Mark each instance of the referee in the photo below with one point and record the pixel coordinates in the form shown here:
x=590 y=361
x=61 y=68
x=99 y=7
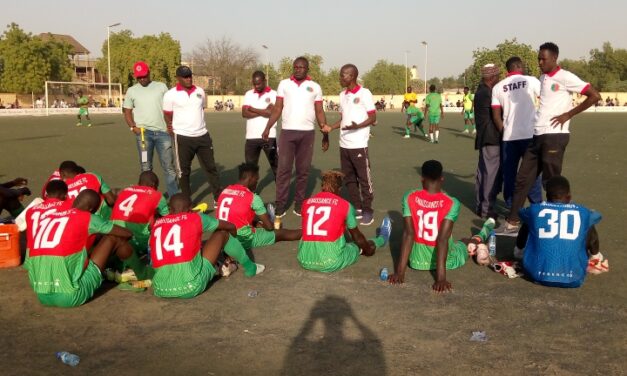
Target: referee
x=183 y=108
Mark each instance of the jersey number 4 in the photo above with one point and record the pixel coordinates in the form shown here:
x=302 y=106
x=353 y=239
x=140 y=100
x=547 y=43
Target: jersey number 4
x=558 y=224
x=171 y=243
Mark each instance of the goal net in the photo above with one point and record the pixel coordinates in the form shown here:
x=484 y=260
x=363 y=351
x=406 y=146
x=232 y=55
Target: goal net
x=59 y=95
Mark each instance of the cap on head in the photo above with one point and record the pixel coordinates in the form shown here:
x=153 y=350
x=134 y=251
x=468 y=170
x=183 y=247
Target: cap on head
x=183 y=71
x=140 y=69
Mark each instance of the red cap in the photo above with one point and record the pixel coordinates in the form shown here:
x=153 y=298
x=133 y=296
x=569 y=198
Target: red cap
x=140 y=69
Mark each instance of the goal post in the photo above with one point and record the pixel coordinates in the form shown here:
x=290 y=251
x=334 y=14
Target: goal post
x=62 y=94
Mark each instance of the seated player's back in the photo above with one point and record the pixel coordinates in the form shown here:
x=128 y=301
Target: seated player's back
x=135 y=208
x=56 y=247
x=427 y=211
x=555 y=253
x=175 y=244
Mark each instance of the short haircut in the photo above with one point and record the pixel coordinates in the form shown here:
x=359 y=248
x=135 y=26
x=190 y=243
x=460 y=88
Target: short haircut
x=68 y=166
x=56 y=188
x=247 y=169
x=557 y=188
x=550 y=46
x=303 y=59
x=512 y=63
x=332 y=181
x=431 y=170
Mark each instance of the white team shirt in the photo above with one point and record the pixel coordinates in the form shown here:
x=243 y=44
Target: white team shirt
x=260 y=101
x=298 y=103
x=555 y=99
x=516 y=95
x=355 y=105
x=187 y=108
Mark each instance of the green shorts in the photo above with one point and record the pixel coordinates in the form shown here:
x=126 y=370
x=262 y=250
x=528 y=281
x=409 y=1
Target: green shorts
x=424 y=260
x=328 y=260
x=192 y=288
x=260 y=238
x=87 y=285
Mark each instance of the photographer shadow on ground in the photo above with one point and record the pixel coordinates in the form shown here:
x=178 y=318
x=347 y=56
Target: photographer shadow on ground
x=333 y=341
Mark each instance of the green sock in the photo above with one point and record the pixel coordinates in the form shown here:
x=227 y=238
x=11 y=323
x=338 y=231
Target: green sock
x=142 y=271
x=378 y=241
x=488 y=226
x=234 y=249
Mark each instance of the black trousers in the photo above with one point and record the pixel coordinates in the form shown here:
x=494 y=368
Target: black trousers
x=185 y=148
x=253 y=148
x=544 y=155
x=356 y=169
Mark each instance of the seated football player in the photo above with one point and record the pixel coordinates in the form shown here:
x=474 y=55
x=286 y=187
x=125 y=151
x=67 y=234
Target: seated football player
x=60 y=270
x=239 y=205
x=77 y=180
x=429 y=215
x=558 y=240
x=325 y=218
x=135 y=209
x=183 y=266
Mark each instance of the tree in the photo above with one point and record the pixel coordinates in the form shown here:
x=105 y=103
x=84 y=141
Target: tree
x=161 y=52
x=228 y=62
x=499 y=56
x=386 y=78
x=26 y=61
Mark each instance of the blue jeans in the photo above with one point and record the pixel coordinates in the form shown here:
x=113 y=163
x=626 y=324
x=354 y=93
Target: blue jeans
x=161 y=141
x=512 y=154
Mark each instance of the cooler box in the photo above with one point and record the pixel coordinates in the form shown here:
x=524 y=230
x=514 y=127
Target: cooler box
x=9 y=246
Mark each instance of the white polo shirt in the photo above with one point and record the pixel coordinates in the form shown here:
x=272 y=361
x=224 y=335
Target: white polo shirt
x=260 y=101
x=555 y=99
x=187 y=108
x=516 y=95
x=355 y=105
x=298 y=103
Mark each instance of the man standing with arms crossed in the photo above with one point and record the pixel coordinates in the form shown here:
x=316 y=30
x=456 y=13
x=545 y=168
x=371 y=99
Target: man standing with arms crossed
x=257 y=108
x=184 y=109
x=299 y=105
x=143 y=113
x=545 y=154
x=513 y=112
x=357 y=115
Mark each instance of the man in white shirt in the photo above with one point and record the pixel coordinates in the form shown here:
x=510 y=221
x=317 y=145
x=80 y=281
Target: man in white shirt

......

#### [Task goal]
Output the lines of the entries from the one containing "Mark each instance of the seated football" through the one containing "x=183 y=266" as a numbered list, with both of those lines included and any blank lines left out.

#### [Result for this exercise]
1. Mark each instance of the seated football player in the photo above with one point and record the pixel coordinates in the form shown here:
2. x=474 y=55
3. x=286 y=187
4. x=125 y=151
5. x=67 y=234
6. Target: seated football player
7. x=60 y=270
8. x=239 y=205
9. x=77 y=180
10. x=429 y=215
11. x=558 y=240
12. x=325 y=218
13. x=135 y=209
14. x=183 y=266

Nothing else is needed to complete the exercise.